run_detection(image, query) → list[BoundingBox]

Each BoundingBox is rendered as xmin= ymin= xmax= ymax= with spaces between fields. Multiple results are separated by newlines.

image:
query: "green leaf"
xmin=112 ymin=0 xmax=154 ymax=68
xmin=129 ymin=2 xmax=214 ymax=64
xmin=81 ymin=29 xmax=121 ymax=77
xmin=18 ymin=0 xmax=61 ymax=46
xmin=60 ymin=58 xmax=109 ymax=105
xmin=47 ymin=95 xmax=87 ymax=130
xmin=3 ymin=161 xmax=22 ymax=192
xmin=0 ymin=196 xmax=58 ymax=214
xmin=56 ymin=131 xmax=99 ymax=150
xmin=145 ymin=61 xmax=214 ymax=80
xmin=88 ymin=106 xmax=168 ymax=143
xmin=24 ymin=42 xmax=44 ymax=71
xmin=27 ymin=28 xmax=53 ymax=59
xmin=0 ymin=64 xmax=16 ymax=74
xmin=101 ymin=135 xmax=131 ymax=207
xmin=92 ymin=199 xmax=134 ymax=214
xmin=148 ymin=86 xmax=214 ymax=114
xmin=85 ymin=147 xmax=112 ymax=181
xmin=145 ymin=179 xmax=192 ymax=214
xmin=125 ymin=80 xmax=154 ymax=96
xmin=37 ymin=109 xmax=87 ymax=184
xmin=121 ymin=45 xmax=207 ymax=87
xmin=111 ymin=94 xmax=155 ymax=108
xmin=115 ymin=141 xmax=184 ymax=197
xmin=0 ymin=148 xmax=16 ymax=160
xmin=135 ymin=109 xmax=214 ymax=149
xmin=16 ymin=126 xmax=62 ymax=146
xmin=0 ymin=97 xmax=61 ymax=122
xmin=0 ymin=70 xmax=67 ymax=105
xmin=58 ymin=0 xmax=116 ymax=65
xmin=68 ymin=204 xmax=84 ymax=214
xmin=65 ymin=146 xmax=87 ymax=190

== Required task ==
Recast every line of the listing above as a numbered list, leaving out the blank lines.

== Solution for this problem ==
1. run_detection(image, query) → list[BoundingBox]
2. Each BoundingBox is rendered as xmin= ymin= xmax= ymax= with spaces between fields. Multiple results are separated by newlines.
3. image:
4. query: "green leaf"
5. xmin=112 ymin=0 xmax=154 ymax=68
6. xmin=129 ymin=2 xmax=214 ymax=64
7. xmin=81 ymin=29 xmax=121 ymax=77
8. xmin=18 ymin=0 xmax=61 ymax=46
9. xmin=60 ymin=58 xmax=109 ymax=105
10. xmin=47 ymin=95 xmax=87 ymax=130
11. xmin=3 ymin=161 xmax=22 ymax=192
12. xmin=0 ymin=196 xmax=58 ymax=214
13. xmin=56 ymin=131 xmax=99 ymax=150
14. xmin=145 ymin=61 xmax=214 ymax=80
15. xmin=88 ymin=106 xmax=168 ymax=143
16. xmin=24 ymin=42 xmax=44 ymax=71
17. xmin=27 ymin=28 xmax=53 ymax=59
18. xmin=0 ymin=64 xmax=16 ymax=74
19. xmin=101 ymin=135 xmax=131 ymax=207
20. xmin=92 ymin=199 xmax=134 ymax=214
21. xmin=148 ymin=86 xmax=214 ymax=114
22. xmin=85 ymin=147 xmax=112 ymax=181
23. xmin=145 ymin=179 xmax=192 ymax=214
24. xmin=125 ymin=80 xmax=154 ymax=96
25. xmin=37 ymin=109 xmax=87 ymax=184
26. xmin=121 ymin=45 xmax=207 ymax=87
27. xmin=111 ymin=94 xmax=155 ymax=108
28. xmin=115 ymin=141 xmax=184 ymax=197
29. xmin=0 ymin=148 xmax=16 ymax=160
30. xmin=135 ymin=109 xmax=214 ymax=149
31. xmin=16 ymin=126 xmax=62 ymax=146
32. xmin=0 ymin=97 xmax=61 ymax=122
33. xmin=0 ymin=70 xmax=67 ymax=105
34. xmin=58 ymin=0 xmax=116 ymax=65
35. xmin=68 ymin=204 xmax=84 ymax=214
36. xmin=65 ymin=146 xmax=87 ymax=190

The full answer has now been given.